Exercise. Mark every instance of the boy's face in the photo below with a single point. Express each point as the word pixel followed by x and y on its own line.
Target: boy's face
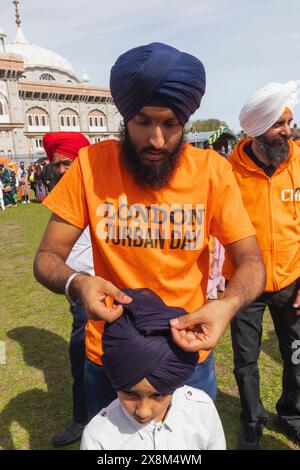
pixel 144 403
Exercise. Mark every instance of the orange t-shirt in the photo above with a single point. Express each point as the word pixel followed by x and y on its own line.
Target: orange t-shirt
pixel 146 238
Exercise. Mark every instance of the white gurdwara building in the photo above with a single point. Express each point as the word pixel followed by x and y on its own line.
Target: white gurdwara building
pixel 40 93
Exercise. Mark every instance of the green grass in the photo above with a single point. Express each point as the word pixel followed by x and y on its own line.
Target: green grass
pixel 35 382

EXERCISE BRIEF:
Please write every line above out exactly as given, except for any pictures.

SOLUTION:
Exercise. Mark every instance of the boy's face in the photo below with a single point. Express each point as the word pixel followed by x and y on its own line.
Target: boy's face
pixel 144 403
Exercise. Mark every instance of the orange t-shirt in the photo above with a single point. Express each point as the word pixel followed by x and y on its own line.
Target: orange t-shirt
pixel 146 238
Exercise. Mark every instance of the white gurdwara building in the photo above with a single point. Express each point as the word pixel followed by x and y on its own line.
Target: white gurdwara building
pixel 40 93
Exercise. Mark every instance of the green grass in the photo above with a single point. Express each point as the word pixel followed by x and y on its own line.
Target: green grass
pixel 35 382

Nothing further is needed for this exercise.